__Directions__.
Work out how many lines in the data below contain the string "brown", and reply with that figure alone.

Referring expression pointing data
_ _ _ _

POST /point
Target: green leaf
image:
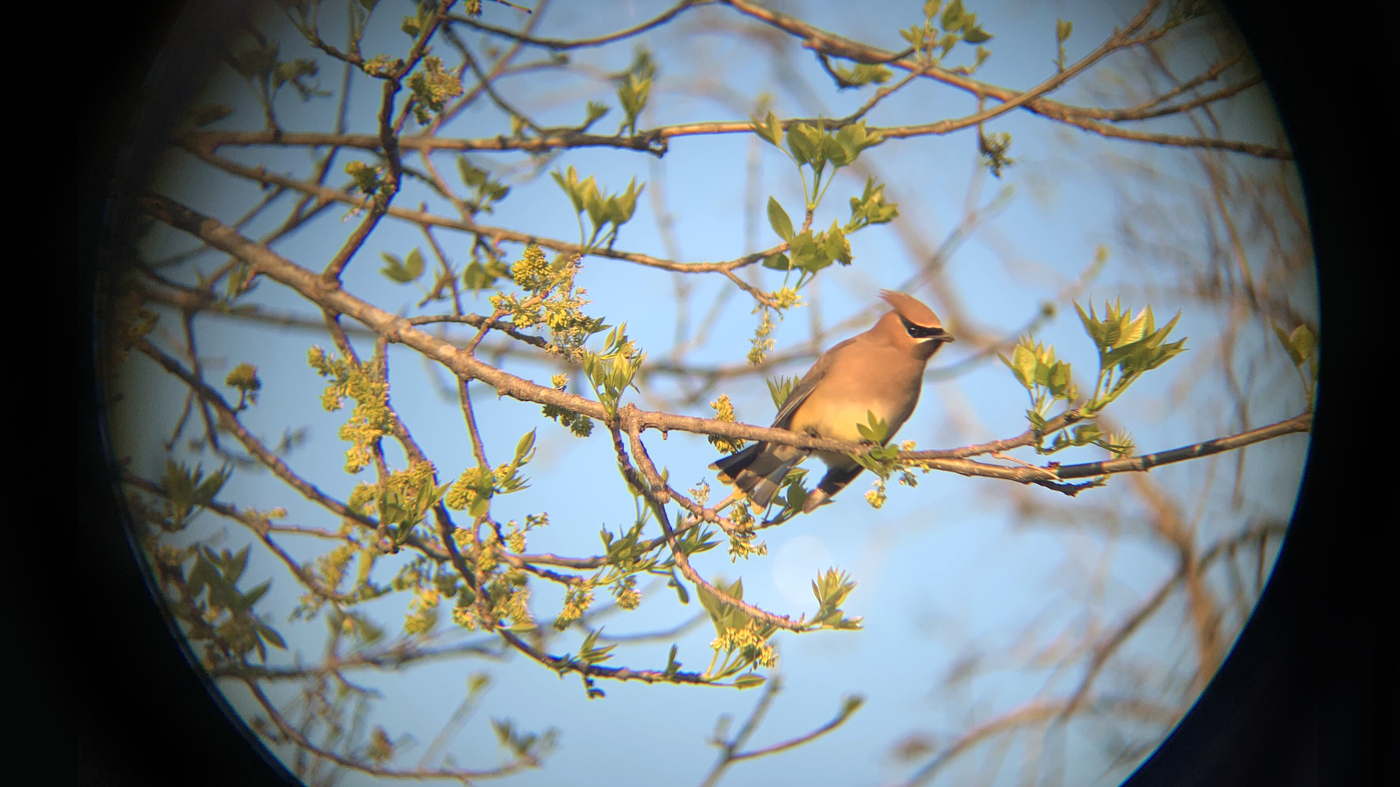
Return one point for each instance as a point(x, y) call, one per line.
point(207, 114)
point(800, 144)
point(471, 175)
point(525, 448)
point(874, 429)
point(976, 35)
point(777, 262)
point(749, 681)
point(779, 220)
point(780, 388)
point(399, 270)
point(952, 16)
point(592, 111)
point(1301, 345)
point(770, 129)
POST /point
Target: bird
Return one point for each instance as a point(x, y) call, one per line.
point(879, 371)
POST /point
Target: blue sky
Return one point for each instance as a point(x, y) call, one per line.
point(947, 569)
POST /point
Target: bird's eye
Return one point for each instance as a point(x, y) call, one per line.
point(920, 332)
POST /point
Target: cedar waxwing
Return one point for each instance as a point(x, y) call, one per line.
point(879, 371)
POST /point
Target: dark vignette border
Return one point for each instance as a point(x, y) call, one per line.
point(104, 695)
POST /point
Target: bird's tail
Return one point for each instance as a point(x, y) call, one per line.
point(759, 469)
point(832, 482)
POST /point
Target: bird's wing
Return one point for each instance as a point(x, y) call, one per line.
point(804, 388)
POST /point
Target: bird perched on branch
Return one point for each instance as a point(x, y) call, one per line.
point(879, 371)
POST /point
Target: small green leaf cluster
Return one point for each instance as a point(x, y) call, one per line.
point(403, 499)
point(592, 111)
point(244, 377)
point(207, 114)
point(861, 74)
point(1302, 347)
point(475, 488)
point(223, 618)
point(632, 93)
point(808, 251)
point(937, 37)
point(814, 146)
point(130, 321)
point(186, 489)
point(605, 213)
point(877, 458)
point(263, 69)
point(612, 370)
point(830, 590)
point(431, 87)
point(1129, 346)
point(371, 418)
point(588, 656)
point(581, 426)
point(1049, 380)
point(790, 497)
point(550, 300)
point(724, 412)
point(993, 150)
point(368, 179)
point(402, 270)
point(415, 24)
point(762, 342)
point(633, 90)
point(504, 588)
point(486, 189)
point(741, 639)
point(871, 207)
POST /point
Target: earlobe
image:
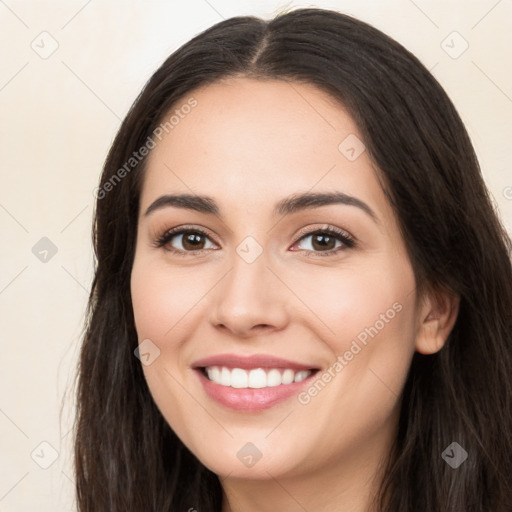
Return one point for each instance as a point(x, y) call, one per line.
point(436, 320)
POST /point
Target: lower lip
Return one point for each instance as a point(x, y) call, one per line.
point(251, 399)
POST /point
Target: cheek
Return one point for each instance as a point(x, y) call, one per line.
point(162, 298)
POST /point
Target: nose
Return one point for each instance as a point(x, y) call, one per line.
point(250, 300)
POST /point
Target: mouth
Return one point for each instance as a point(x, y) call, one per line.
point(256, 378)
point(251, 384)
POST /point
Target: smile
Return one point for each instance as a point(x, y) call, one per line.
point(256, 378)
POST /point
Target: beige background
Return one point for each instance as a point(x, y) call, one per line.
point(59, 114)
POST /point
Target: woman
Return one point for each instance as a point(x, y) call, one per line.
point(303, 296)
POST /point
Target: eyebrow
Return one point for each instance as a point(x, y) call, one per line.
point(286, 206)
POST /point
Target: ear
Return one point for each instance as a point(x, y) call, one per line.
point(437, 316)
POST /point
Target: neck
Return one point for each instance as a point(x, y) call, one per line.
point(347, 486)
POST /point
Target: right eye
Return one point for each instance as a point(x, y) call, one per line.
point(192, 241)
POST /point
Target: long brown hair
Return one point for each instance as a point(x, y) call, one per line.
point(126, 455)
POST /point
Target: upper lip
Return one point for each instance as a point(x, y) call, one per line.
point(250, 362)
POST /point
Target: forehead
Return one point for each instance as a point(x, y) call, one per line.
point(249, 142)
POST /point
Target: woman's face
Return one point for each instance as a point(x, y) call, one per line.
point(266, 281)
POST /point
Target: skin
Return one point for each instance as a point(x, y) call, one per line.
point(248, 144)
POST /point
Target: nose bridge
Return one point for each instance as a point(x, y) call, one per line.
point(249, 294)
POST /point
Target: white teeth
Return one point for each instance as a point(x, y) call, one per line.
point(257, 378)
point(301, 376)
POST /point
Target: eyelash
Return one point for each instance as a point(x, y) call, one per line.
point(347, 240)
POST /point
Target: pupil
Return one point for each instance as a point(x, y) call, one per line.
point(193, 239)
point(325, 243)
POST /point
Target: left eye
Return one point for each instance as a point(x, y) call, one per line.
point(324, 241)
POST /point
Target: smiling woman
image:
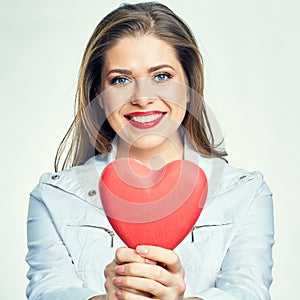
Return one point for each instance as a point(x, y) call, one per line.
point(144, 98)
point(140, 95)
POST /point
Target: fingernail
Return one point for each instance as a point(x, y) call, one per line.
point(150, 262)
point(120, 269)
point(141, 249)
point(117, 280)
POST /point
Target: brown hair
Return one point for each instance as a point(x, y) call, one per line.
point(87, 136)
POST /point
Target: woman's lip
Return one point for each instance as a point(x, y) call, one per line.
point(145, 125)
point(144, 113)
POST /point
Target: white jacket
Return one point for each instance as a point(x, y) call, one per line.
point(228, 254)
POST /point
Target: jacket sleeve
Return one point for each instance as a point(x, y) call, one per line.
point(246, 271)
point(52, 274)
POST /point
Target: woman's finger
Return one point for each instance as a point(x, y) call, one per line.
point(124, 255)
point(164, 256)
point(154, 272)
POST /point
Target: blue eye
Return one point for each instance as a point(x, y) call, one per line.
point(119, 80)
point(162, 77)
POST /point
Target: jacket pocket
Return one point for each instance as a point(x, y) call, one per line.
point(205, 247)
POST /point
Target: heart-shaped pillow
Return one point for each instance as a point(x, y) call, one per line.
point(152, 207)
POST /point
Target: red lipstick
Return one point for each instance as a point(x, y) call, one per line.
point(145, 119)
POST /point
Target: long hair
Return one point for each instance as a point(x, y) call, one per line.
point(86, 137)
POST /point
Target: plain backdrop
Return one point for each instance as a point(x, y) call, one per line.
point(251, 54)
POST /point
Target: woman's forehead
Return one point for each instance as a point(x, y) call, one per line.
point(149, 50)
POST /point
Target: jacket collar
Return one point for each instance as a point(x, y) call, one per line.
point(82, 181)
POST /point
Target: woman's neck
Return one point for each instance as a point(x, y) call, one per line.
point(154, 157)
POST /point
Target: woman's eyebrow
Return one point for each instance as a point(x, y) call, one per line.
point(121, 71)
point(150, 70)
point(158, 67)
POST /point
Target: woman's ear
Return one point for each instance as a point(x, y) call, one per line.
point(100, 101)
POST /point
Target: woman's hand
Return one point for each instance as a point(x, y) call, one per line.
point(123, 256)
point(136, 271)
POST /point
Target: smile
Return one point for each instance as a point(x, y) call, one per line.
point(145, 120)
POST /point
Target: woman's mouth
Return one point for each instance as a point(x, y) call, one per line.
point(145, 120)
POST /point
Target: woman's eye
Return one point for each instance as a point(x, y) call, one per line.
point(120, 80)
point(162, 77)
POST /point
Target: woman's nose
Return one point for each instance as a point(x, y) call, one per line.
point(144, 93)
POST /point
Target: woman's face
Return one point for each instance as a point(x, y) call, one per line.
point(144, 92)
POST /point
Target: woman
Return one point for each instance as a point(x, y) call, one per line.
point(140, 95)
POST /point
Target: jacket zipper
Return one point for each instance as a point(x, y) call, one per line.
point(203, 226)
point(110, 232)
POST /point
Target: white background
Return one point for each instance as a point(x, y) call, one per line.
point(251, 53)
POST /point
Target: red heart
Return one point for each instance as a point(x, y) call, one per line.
point(152, 207)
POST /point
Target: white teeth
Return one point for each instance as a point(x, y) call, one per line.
point(146, 119)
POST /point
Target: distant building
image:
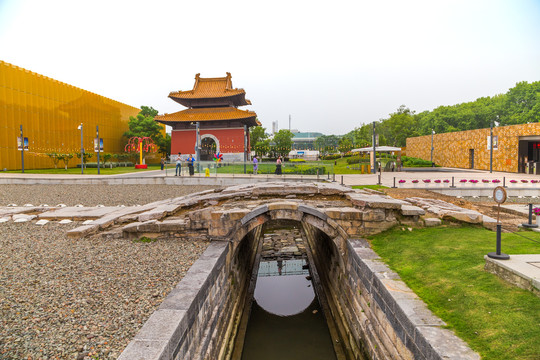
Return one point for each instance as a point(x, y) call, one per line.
point(213, 104)
point(304, 140)
point(50, 113)
point(308, 155)
point(516, 148)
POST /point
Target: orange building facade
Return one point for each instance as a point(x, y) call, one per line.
point(213, 107)
point(516, 148)
point(50, 113)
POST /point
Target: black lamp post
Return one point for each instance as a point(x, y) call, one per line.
point(432, 133)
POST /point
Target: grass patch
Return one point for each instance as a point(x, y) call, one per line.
point(445, 267)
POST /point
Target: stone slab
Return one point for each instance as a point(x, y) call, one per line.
point(254, 213)
point(411, 210)
point(431, 222)
point(312, 211)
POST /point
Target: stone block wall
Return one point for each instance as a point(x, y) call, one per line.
point(199, 318)
point(452, 149)
point(378, 316)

_ _ _ _

__Exercise answer__.
2